• Exercise set:
(a) In the text about Native American legends, what is the Native name of She Who Watches?
(b) Continue the text about Native American legends from its final sentence onward.

Native American Legends
Lessons for Life ... and Sometimes Just for Fun
Just about all the art I create is based on the traditional arts of my ancestors and on the legends that have been handed down by my people from generation to generation.
My goal is to make the characters in these legends come alive, and to make the images they incorporated into their arts appeal to contemporary tastes.
So my art features the Creator's right-hand man Coyote, who helped the Creator make the world and helped the Creator teach people about the way things should be. And it features a host of other characters and stories as well ... She Who Watches, the Huckleberry Sisters, Salmon, Eagle and Owl ... and many more.
My intention is always to honor the stories of my ancestors, as well as to educate and entertain people just as the stories of my ancestors have done for so many thousands of years.
She Who Watches
She Who Watches, whose Native name is Tsagaglal, is an image created in stone. Unlike most of the rock images found in the region, which are either rock etchings (petroglyphs) or rock paintings (pictographs), She Who Watches is both.

Excerpts from pointing data
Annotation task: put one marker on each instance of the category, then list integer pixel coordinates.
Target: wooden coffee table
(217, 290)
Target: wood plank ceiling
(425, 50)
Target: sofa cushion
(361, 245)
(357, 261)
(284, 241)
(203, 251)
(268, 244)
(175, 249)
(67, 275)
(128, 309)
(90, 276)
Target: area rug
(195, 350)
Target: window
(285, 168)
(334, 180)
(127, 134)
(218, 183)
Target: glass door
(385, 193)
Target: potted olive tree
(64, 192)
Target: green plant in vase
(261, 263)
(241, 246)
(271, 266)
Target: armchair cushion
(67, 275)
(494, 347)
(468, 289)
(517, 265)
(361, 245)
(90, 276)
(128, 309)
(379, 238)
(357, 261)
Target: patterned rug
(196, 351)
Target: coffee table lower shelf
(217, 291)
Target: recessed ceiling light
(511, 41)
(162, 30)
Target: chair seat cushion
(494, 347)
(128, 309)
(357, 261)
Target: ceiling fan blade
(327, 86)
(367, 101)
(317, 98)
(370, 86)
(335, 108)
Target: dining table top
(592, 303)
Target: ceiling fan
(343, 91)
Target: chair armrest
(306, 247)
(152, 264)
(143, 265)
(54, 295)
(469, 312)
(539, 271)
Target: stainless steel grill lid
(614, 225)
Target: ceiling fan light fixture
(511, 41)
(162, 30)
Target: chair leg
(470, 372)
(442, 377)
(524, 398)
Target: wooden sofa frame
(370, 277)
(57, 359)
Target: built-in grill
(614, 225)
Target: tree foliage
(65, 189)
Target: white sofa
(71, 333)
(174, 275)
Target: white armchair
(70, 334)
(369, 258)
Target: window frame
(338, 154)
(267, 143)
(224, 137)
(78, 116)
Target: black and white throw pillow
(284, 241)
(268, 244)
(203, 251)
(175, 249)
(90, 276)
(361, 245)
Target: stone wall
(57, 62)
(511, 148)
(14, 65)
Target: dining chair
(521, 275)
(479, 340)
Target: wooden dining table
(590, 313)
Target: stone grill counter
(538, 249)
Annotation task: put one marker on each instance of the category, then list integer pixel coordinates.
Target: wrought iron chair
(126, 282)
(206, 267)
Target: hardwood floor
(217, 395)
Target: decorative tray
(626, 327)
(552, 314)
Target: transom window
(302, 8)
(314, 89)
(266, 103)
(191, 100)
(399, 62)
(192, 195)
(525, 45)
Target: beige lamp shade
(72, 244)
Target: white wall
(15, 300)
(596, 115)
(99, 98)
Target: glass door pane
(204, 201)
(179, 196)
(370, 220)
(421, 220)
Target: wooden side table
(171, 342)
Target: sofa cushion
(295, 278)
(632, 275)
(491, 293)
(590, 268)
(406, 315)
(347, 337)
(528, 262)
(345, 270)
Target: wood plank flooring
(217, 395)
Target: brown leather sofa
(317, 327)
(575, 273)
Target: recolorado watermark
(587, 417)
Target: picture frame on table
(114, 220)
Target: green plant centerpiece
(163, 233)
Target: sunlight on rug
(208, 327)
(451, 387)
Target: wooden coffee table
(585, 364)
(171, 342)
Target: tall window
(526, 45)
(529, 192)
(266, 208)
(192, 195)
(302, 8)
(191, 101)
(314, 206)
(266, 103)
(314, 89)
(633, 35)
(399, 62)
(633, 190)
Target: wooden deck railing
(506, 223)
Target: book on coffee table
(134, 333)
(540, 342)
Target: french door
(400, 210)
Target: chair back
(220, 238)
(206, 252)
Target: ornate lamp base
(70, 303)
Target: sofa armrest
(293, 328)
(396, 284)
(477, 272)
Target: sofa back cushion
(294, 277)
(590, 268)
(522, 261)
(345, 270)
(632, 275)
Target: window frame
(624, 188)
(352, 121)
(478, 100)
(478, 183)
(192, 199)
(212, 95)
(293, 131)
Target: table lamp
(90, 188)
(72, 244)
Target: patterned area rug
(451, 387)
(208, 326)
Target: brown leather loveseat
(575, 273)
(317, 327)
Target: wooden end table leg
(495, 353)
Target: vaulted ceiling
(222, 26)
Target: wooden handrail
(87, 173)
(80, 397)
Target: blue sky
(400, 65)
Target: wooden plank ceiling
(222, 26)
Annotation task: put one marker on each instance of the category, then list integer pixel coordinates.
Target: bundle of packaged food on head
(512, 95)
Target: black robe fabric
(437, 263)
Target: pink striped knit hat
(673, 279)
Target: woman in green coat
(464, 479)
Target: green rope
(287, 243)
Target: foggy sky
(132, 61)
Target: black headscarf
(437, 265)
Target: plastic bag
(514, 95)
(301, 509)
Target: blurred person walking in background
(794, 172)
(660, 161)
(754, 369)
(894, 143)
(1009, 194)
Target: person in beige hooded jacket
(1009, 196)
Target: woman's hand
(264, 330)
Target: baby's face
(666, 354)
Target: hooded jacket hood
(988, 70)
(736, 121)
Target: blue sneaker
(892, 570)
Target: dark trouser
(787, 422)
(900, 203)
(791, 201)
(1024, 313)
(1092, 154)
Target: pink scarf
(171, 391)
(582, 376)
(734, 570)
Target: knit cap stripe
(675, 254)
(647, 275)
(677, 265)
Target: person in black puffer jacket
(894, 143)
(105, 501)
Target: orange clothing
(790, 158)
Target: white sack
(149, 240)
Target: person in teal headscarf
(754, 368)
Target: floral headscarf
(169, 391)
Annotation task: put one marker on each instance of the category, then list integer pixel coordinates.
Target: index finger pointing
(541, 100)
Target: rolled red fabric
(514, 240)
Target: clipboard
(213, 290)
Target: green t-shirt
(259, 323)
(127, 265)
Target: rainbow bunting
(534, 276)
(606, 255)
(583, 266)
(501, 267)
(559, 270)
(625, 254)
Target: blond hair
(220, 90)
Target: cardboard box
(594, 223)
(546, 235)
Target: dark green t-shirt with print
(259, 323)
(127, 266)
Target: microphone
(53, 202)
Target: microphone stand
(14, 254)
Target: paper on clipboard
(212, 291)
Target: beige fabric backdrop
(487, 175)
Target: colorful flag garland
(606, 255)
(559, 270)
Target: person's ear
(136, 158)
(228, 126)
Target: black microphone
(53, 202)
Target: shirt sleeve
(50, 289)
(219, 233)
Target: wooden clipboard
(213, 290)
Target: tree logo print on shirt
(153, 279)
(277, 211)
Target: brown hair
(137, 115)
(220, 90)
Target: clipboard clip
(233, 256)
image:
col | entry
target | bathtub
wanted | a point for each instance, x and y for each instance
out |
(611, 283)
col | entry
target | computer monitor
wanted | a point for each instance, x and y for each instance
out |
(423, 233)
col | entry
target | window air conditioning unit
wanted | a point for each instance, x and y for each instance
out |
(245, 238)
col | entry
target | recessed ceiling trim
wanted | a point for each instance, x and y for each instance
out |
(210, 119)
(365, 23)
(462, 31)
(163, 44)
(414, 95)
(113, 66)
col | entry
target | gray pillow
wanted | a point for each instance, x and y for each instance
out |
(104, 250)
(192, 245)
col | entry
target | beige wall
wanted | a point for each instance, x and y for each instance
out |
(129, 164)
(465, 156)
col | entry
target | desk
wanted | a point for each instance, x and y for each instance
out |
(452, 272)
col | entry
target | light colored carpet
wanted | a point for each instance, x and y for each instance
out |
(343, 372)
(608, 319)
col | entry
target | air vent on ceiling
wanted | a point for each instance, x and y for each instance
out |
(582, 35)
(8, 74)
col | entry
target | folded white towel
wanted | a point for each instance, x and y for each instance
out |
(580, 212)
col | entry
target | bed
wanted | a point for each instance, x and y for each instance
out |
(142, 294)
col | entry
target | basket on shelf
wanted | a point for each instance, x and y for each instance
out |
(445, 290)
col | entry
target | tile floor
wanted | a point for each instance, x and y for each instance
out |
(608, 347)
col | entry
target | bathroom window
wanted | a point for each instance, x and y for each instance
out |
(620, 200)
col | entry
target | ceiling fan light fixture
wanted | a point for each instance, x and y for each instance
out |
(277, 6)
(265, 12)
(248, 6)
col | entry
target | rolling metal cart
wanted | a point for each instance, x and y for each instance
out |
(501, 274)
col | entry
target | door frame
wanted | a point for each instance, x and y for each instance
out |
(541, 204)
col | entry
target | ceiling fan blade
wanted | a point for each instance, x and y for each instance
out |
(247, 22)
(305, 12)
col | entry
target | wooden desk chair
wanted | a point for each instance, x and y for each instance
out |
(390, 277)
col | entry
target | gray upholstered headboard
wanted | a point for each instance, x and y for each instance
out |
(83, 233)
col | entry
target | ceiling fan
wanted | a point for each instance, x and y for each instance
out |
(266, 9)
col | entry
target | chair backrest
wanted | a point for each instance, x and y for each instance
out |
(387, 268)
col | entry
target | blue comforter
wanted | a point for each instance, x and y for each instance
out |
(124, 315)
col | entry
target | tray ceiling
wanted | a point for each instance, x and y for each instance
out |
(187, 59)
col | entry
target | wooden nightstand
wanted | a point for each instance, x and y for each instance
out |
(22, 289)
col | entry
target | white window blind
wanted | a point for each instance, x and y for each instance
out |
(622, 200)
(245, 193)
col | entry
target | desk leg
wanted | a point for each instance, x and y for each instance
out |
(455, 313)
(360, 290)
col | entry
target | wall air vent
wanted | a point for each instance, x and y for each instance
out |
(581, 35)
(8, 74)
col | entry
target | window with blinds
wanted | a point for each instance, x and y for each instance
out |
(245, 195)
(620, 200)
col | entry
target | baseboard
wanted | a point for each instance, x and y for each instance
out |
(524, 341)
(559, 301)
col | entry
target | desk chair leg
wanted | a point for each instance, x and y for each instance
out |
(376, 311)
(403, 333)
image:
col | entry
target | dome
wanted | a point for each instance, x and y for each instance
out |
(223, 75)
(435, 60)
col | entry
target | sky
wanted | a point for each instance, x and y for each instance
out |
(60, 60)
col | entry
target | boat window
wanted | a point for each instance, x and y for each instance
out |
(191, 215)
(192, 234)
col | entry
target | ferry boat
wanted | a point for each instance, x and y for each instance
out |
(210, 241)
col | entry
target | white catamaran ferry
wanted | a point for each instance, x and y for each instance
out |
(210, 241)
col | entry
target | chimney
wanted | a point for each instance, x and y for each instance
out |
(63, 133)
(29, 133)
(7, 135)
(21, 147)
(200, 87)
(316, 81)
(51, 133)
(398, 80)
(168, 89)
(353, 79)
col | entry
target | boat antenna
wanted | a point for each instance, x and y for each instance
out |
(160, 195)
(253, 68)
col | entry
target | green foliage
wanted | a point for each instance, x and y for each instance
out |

• Solved problems:
(a) Tsagaglal

(b)
She sits high up on a bluff, overlooking the village of Wishxam, the village where Lillian's great grandmother used to live.
She Who Watches was the first rock image that Lillian ever saw or knew anything about, and it was only because an elder took her to see it. The elder thought it would be good for Lillian to learn something of her heritage and of her grandmother's village.
How the Story Goes ...
This is the legend that the elder told Lillian about She Who Watches, and the story that Lillian now tells:
There was this village on the Washington side of the Columbia Gorge. And this was long ago when people were not yet real people, and that is when we could talk to the animals.
And so Coyote — the Trickster — came down the river to the village and asked the people if they were living well. And they said "Yes, we are, but you need to talk to our chief, Tsagaglal. She lives up in the hill."
So Coyote pranced up the hill and asked Tsagaglal if she was a good chief or one of those evildoers. She said, "No, my people live well. We have lots of salmon, venison, berries, roots, good houses. Why do you ask?" And Coyote said, "Changes are going to happen. How will you watch over your people?" And so she didn't know.
And it was at that time that Coyote changed her into a rock to watch her people forever.
You Can Visit She Who Watches
She Who Watches and other rock images can be viewed by special arrangement at Columbia Hills State Park, which is located off Hwy 14 between Lyle and Maryhill.
Please stay on the trails and do not touch any of the images. Please, at all times, show proper respect for the images, not just because they offer an amazing glimpse into the history of the region, but because many Native people feel they are sacred.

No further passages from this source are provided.